(Beginning of SOURCE MATERIAL)
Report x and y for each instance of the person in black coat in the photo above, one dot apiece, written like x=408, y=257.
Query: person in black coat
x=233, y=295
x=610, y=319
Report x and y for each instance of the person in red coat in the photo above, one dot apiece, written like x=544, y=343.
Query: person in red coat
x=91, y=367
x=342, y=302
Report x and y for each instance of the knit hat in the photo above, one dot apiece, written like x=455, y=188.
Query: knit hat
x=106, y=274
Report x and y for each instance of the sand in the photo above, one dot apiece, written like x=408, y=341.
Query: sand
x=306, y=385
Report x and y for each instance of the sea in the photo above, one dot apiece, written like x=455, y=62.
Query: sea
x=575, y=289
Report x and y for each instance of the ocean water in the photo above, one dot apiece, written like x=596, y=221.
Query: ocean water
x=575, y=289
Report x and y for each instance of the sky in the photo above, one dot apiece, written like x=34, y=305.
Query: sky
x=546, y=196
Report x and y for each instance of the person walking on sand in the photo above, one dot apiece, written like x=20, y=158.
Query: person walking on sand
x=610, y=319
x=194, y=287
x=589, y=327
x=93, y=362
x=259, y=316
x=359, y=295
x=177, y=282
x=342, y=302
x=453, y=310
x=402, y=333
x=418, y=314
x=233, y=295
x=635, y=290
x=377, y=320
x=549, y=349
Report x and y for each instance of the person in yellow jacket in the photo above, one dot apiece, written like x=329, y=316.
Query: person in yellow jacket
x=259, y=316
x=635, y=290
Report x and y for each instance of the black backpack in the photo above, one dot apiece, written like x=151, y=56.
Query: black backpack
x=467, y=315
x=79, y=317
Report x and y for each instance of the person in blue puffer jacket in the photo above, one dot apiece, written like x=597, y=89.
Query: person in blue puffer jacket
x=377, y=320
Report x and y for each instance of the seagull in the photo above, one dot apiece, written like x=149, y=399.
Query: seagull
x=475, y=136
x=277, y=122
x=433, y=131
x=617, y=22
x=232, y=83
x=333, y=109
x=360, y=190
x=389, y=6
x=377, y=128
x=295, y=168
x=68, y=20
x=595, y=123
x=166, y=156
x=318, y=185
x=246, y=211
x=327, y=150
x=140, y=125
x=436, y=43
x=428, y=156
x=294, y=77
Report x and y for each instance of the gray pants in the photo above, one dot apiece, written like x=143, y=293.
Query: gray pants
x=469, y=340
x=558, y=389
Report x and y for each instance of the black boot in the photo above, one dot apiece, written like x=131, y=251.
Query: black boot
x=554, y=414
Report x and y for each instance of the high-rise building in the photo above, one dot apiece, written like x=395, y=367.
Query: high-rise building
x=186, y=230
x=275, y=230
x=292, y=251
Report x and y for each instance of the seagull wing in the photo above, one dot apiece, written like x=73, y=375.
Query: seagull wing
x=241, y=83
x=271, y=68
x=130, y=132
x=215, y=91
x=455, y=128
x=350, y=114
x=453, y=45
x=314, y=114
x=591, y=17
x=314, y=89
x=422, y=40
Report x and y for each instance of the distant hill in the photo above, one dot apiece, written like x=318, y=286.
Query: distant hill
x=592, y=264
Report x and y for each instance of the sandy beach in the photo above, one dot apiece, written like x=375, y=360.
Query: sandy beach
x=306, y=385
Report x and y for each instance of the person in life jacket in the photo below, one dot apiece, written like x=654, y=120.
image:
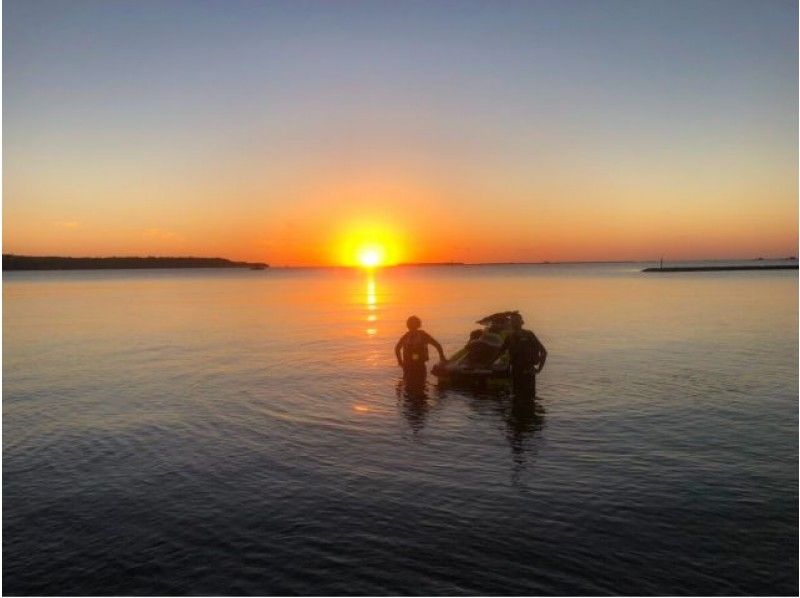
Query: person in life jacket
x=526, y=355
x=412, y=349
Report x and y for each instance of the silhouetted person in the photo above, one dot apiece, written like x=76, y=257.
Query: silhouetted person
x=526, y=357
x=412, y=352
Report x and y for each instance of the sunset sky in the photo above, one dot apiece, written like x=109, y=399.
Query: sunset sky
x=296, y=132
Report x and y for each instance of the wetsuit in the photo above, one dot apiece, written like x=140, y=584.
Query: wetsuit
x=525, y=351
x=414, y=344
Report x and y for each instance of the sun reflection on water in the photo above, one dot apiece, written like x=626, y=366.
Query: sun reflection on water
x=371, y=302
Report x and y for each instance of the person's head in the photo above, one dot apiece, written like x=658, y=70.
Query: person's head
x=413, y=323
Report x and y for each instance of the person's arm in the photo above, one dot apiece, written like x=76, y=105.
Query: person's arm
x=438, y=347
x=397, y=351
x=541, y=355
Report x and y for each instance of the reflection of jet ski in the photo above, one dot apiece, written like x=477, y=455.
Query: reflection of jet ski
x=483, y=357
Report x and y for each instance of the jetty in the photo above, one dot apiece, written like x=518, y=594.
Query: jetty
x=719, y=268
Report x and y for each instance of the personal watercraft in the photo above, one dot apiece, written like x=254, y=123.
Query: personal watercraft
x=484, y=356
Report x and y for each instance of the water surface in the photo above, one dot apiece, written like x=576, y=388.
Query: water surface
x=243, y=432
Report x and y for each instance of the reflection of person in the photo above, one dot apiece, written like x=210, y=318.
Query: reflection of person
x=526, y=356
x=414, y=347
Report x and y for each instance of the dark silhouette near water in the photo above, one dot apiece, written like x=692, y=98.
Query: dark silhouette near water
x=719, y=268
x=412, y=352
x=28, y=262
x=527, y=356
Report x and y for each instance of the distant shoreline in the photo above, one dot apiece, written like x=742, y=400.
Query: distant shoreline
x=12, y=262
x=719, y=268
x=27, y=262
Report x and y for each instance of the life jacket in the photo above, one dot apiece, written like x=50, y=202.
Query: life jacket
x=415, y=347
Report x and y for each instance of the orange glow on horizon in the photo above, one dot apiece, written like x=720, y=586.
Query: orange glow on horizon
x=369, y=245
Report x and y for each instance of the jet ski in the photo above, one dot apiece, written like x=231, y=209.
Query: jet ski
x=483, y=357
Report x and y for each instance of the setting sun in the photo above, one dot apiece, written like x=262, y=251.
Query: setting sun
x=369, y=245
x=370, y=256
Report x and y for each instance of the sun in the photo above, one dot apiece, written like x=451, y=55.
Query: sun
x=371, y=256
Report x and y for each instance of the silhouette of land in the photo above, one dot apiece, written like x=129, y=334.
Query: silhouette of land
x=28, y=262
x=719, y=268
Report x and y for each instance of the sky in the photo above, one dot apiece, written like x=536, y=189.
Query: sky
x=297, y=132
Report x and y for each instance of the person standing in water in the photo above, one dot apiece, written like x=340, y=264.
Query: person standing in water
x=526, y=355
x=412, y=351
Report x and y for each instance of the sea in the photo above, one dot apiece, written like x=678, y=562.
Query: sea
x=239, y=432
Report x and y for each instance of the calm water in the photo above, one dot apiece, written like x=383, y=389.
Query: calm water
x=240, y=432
(End of SOURCE MATERIAL)
* PROBLEM
Before copying the data, remove the pictures. Then repeat the rest exactly.

* ANSWER TO THIS PROBLEM
Report x and y for each instance of the person in black coat in the photo above, one dot apiece, written like x=408, y=257.
Query: person in black coat
x=233, y=295
x=610, y=319
Report x and y for each instance of the person in red coat in the photo above, one dot apiece, written like x=544, y=343.
Query: person in red coat
x=91, y=367
x=342, y=302
Report x and y for each instance of the knit hat in the photo above, one dot apiece, written like x=455, y=188.
Query: knit hat
x=106, y=274
Report x and y for each instance of the sand in the photo above, one dot apiece, written like x=408, y=341.
Query: sand
x=306, y=385
Report x and y for each instance of the sea in the photo above, one dot apiece, written like x=455, y=62.
Query: sea
x=575, y=289
Report x and y for each instance of the ocean water in the photo above, one dot apiece, written like x=596, y=221.
Query: ocean water
x=575, y=289
Report x and y for each instance of the sky in the photo above, one dot apiece, written like x=34, y=305.
Query: sky
x=546, y=196
Report x and y for each instance of the person walking on sand in the photo above, one dot apiece, written like x=20, y=158.
Query: person walking on sand
x=610, y=319
x=194, y=287
x=589, y=327
x=93, y=362
x=259, y=316
x=359, y=295
x=177, y=282
x=342, y=302
x=453, y=310
x=402, y=333
x=418, y=314
x=233, y=295
x=635, y=290
x=377, y=320
x=549, y=349
Report x and y for each instance of the person in yellow jacket in the photo above, one dot apiece, written like x=329, y=316.
Query: person in yellow jacket
x=259, y=316
x=635, y=290
Report x and y for each instance of the black backpack in the photo above, one dot apiece, written like x=151, y=56.
Query: black backpack
x=467, y=315
x=79, y=317
Report x and y for each instance of the person in blue puffer jacket in the photo above, one dot apiece, written like x=597, y=89.
Query: person in blue puffer jacket
x=377, y=320
Report x and y for each instance of the seagull in the photo above, one dot apiece, written like x=149, y=399.
Query: seagull
x=475, y=136
x=277, y=122
x=433, y=131
x=617, y=22
x=232, y=83
x=333, y=109
x=360, y=190
x=389, y=6
x=377, y=128
x=295, y=168
x=68, y=20
x=595, y=123
x=166, y=156
x=318, y=185
x=246, y=211
x=327, y=150
x=140, y=125
x=436, y=43
x=428, y=156
x=294, y=77
Report x and y for each instance of the gray pants in the photo above, one dot apiece, written like x=143, y=293.
Query: gray pants
x=469, y=340
x=558, y=389
Report x and y for each instance of the black boot in the photo above, one dot apiece, written like x=131, y=251.
Query: black boot
x=554, y=414
Report x and y for each instance of the high-rise building in the photo above, one dot apiece, written like x=395, y=367.
Query: high-rise building
x=186, y=230
x=275, y=230
x=292, y=251
Report x and y for each instance of the seagull wing in the photo above, one dot apiece, written like x=73, y=375.
Query: seagull wing
x=241, y=83
x=271, y=68
x=130, y=132
x=215, y=91
x=455, y=128
x=350, y=114
x=453, y=45
x=314, y=114
x=591, y=17
x=314, y=89
x=422, y=40
Report x and y for each instance of the distant hill in the photo above, one dot apiece, written like x=318, y=286.
Query: distant hill
x=592, y=264
Report x and y for each instance of the sandy beach in the photo above, one dot apiece, written like x=375, y=360.
Query: sandy beach
x=306, y=385
Report x and y for each instance of the person in life jacket in the photo below, one dot apiece, written like x=654, y=120.
image:
Query: person in life jacket
x=526, y=355
x=412, y=349
Report x and y for each instance of the silhouetted person in the photo above, one dot apiece, written like x=76, y=257.
Query: silhouetted person
x=526, y=357
x=412, y=352
Report x and y for each instance of the sunset sky in the photo above, one dot apiece, written like x=109, y=399.
Query: sunset sky
x=296, y=132
Report x and y for each instance of the wetsuit in the photo above, one dot apiece, written like x=140, y=584.
Query: wetsuit
x=525, y=351
x=414, y=344
Report x and y for each instance of the sun reflection on water in the photo above, one dot apiece, written like x=626, y=366.
Query: sun reflection on water
x=371, y=302
Report x and y for each instance of the person's head in the photo above, one dot apiece, written like x=658, y=70.
Query: person's head
x=413, y=323
Report x and y for each instance of the person's arm in the photo above, one dot apiece, written like x=76, y=105.
Query: person's arm
x=438, y=347
x=397, y=351
x=541, y=355
Report x and y for each instance of the reflection of jet ski in the photo above, one dot apiece, written like x=477, y=455.
Query: reflection of jet ski
x=483, y=357
Report x and y for each instance of the jetty in the photo above, one dot apiece, written like x=518, y=594.
Query: jetty
x=719, y=268
Report x and y for each instance of the personal watercraft in the photo above, one dot apiece, written like x=254, y=123.
Query: personal watercraft
x=484, y=356
Report x and y for each instance of the water surface in the photo above, one dot apiece, written like x=576, y=388.
Query: water surface
x=243, y=432
Report x and y for each instance of the reflection of person in the photo above, one dot apiece, written like x=210, y=318.
Query: reflection of person
x=526, y=356
x=414, y=347
Report x and y for each instance of the dark silhouette near water in the photo above, one dot apiece, written like x=692, y=98.
Query: dark silhouette near water
x=719, y=268
x=412, y=352
x=28, y=262
x=527, y=356
Report x and y for each instance of the distant shoreline in the photo above, one dot apiece, written like x=742, y=400.
Query: distant shoreline
x=12, y=262
x=719, y=268
x=27, y=262
Report x and y for each instance of the life jacket in the photo above, one dot apiece, written like x=50, y=202.
Query: life jacket
x=415, y=347
Report x and y for each instance of the orange glow on horizon in the photo above, one dot apiece, written like x=720, y=586.
Query: orange glow on horizon
x=369, y=245
Report x and y for each instance of the jet ski in the photo above, one dot apiece, written like x=231, y=209.
Query: jet ski
x=483, y=357
Report x and y for each instance of the setting sun in the photo above, one dot apiece, written like x=262, y=251.
Query: setting sun
x=369, y=245
x=370, y=256
Report x and y for each instance of the sun in the photo above, one dot apiece, written like x=451, y=55.
Query: sun
x=371, y=256
Report x and y for each instance of the silhouette of land in the photo above, one dot apiece, written like x=129, y=334.
Query: silhouette of land
x=28, y=262
x=719, y=268
Report x and y for each instance of the sky in the photo above, one dot apiece, written like x=536, y=189.
Query: sky
x=297, y=132
Report x and y for each instance of the person standing in water in the photo above, one dot apiece, written like x=340, y=264.
Query: person standing in water
x=526, y=355
x=412, y=351
Report x and y for each instance of the sea in the photo above, one dot apiece, written like x=678, y=562.
Query: sea
x=239, y=432
Report x and y for each instance of the calm water in the photo above, one dot apiece, written like x=383, y=389.
Query: calm water
x=240, y=432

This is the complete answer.